RECORDED INFORMATION:
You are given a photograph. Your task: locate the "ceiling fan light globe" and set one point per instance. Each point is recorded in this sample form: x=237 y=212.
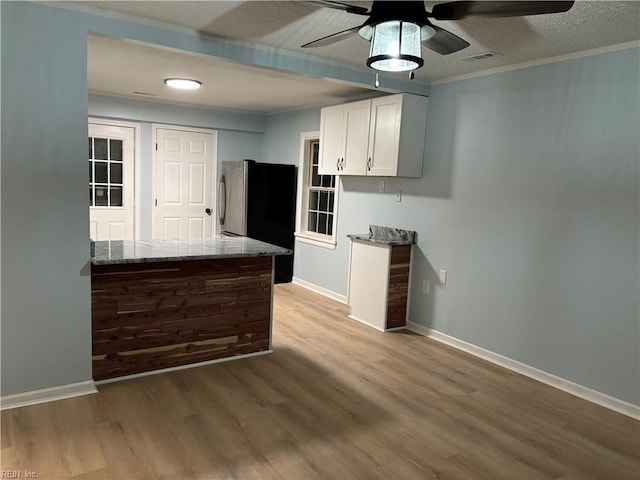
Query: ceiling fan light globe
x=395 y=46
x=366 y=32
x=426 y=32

...

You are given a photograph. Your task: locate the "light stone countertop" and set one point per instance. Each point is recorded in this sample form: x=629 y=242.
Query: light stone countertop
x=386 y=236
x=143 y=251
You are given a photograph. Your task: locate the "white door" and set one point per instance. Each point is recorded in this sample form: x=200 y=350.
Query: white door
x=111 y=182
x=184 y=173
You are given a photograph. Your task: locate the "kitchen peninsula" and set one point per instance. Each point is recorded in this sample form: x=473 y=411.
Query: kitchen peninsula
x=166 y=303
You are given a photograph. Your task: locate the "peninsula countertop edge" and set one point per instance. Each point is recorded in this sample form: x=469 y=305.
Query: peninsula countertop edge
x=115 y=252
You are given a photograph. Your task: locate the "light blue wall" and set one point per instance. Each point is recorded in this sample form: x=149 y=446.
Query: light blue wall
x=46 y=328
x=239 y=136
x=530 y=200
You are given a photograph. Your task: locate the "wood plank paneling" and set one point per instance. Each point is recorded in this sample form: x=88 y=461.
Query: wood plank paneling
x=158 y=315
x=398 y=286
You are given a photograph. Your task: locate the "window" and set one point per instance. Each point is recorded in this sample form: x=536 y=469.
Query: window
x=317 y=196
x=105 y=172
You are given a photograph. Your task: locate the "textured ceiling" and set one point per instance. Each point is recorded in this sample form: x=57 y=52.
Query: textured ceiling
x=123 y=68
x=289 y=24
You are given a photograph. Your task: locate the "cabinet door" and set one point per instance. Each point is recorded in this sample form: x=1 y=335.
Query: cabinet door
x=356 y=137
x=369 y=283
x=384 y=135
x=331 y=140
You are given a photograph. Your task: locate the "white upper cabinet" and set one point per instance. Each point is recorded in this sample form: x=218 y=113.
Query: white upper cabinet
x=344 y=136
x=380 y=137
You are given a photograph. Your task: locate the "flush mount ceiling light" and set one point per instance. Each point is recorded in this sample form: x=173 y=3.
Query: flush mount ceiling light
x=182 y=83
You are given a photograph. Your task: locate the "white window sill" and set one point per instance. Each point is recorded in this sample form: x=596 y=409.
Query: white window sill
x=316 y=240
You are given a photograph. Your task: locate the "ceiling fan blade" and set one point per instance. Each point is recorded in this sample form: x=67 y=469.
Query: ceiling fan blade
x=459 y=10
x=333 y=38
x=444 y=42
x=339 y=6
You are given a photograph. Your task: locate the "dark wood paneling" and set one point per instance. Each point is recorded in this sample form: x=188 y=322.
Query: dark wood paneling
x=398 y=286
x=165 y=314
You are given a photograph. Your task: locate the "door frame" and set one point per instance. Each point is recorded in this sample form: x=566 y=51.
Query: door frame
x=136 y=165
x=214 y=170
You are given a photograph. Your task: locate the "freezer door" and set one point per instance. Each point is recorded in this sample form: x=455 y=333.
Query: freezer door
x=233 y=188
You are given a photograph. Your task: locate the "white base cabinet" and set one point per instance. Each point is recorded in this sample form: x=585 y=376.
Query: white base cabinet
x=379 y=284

...

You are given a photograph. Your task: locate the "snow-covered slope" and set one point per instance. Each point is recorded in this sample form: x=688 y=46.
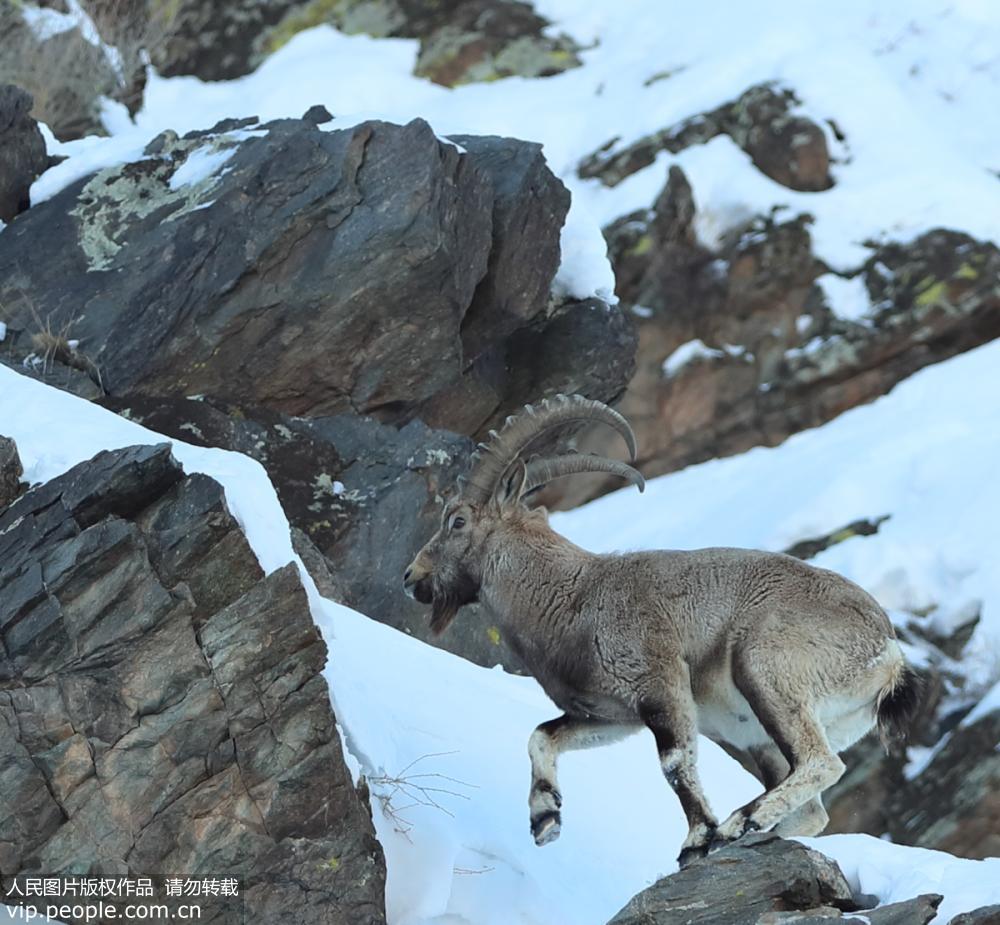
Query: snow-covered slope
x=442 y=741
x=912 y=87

WHAT IS NEEDED:
Taking the material above, extract exactly and only the lines from the line with "form: x=200 y=350." to the line with "form: x=57 y=52.", inclusive of both.

OUTPUT OF THE TASK:
You are given a photograph. Your task: locate the "white door" and set one point per instance. Each point is recorded in this sample form: x=200 y=350.
Query: white door
x=111 y=182
x=184 y=173
You are given a photograph. Your task: locate the "kitchen peninsula" and set one point per instance. Each point is recorded in this sample form: x=473 y=411.
Query: kitchen peninsula
x=166 y=303
You are given a photograph. Your task: locate the "peninsula countertop edge" and set one point per instance. Each point is recorded in this sample form: x=469 y=305.
Query: peninsula countertop edge
x=115 y=252
You are given a photograph. Your task: locate the "light blue wall" and set one point per instance. Each point is recorded in this sample form: x=149 y=446.
Query: light blue wall
x=46 y=328
x=239 y=136
x=530 y=200
You are given a photograph. Your task: locate the "wood plank paneling" and set one point per instance. Each point is recorded in this sample form: x=88 y=461.
Query: wood plank paneling
x=158 y=315
x=398 y=286
You are given a photograph. Your task: locate the "window" and set one point per instance. Each point is recorded in this sample form: x=536 y=469.
Query: window
x=317 y=196
x=105 y=172
You are given a photograph. Your task: locate the "textured ceiling" and set one point per instance. Each point is recorded in this sample form: x=57 y=52.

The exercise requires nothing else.